Find each line of the data below that contains the word "black", and copy those lines. Treat uppercase and lowercase as different.

++++ ROWS ++++

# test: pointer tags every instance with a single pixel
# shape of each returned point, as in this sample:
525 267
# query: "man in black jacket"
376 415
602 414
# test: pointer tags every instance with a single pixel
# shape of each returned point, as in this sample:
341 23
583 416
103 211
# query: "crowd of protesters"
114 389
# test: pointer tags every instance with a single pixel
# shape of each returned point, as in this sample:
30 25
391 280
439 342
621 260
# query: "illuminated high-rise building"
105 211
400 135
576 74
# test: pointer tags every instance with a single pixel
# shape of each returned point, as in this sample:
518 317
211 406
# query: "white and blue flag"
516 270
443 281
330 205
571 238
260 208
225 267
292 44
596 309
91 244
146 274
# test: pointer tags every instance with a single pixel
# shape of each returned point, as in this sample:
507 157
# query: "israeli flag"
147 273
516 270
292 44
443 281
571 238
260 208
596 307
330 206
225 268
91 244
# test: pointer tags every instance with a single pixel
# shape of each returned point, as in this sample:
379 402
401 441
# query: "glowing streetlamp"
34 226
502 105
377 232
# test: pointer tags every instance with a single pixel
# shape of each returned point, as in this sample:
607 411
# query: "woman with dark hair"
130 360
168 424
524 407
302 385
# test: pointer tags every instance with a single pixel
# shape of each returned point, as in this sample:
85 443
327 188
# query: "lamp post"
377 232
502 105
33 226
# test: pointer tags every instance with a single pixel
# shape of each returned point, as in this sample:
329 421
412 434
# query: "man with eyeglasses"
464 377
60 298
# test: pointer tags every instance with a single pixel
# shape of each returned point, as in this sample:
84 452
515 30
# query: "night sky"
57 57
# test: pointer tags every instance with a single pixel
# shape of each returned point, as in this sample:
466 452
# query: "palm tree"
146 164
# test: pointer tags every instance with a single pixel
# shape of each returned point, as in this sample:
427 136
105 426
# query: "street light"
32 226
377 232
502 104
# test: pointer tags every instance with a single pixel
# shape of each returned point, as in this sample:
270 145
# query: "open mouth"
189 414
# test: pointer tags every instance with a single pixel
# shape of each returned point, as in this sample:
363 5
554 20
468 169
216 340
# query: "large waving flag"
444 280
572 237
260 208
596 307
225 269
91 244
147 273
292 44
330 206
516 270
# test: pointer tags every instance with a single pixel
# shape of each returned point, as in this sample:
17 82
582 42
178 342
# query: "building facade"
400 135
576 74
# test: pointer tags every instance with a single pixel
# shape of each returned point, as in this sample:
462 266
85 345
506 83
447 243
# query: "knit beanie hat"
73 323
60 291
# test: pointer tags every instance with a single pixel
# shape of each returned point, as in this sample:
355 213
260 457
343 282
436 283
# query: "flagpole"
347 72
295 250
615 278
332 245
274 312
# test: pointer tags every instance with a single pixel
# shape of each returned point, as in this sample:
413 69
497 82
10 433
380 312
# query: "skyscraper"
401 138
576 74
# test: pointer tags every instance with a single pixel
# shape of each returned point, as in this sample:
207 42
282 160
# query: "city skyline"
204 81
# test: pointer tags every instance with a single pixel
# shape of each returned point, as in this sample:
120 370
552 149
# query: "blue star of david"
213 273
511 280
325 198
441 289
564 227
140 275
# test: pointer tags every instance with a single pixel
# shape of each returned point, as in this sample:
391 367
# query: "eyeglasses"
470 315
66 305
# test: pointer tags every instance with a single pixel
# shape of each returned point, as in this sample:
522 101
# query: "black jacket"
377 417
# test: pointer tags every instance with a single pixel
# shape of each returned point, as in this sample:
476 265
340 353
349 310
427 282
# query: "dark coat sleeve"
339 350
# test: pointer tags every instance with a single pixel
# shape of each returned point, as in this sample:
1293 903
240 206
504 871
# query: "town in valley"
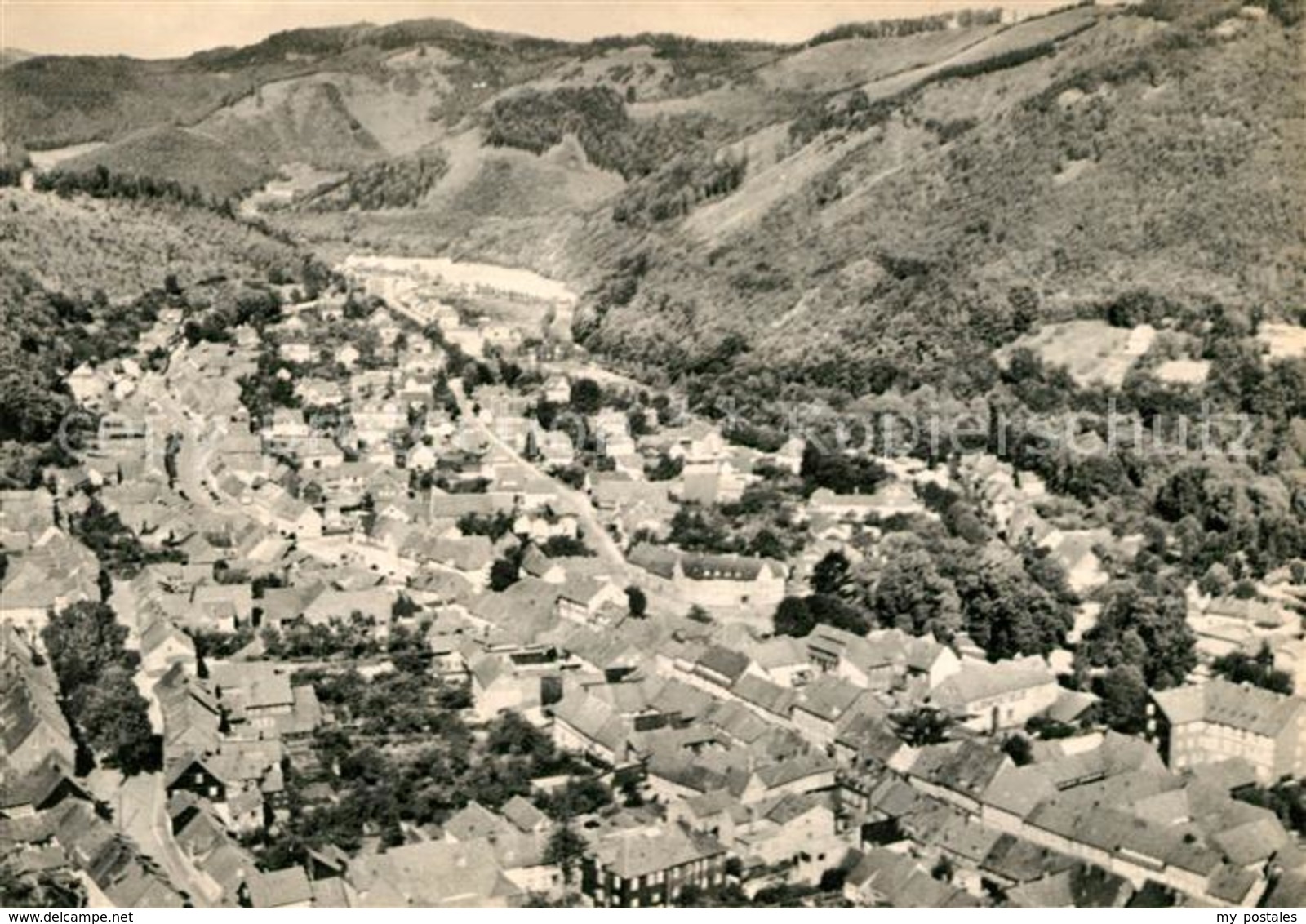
341 572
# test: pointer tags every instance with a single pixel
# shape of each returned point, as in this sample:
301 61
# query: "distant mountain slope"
124 248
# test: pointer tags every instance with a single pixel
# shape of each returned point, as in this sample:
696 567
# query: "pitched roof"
431 875
1232 705
651 850
981 680
526 816
722 662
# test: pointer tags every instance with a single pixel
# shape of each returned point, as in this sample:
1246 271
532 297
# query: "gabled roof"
280 888
977 682
522 815
473 821
651 850
964 766
764 695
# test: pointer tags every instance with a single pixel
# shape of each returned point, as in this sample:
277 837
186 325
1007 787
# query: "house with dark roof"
39 790
993 697
285 888
431 875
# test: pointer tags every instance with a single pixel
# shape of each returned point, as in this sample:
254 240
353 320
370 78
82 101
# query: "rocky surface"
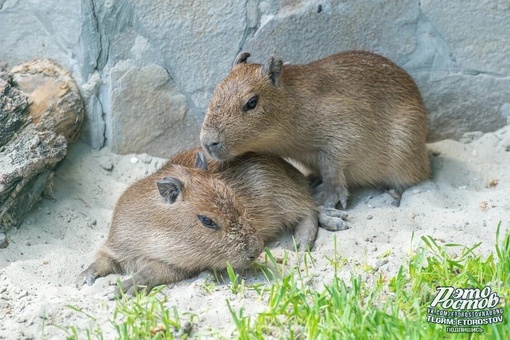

++++

» FINISHED ANSWER:
# query: "man in black jacket"
# query: "black jacket"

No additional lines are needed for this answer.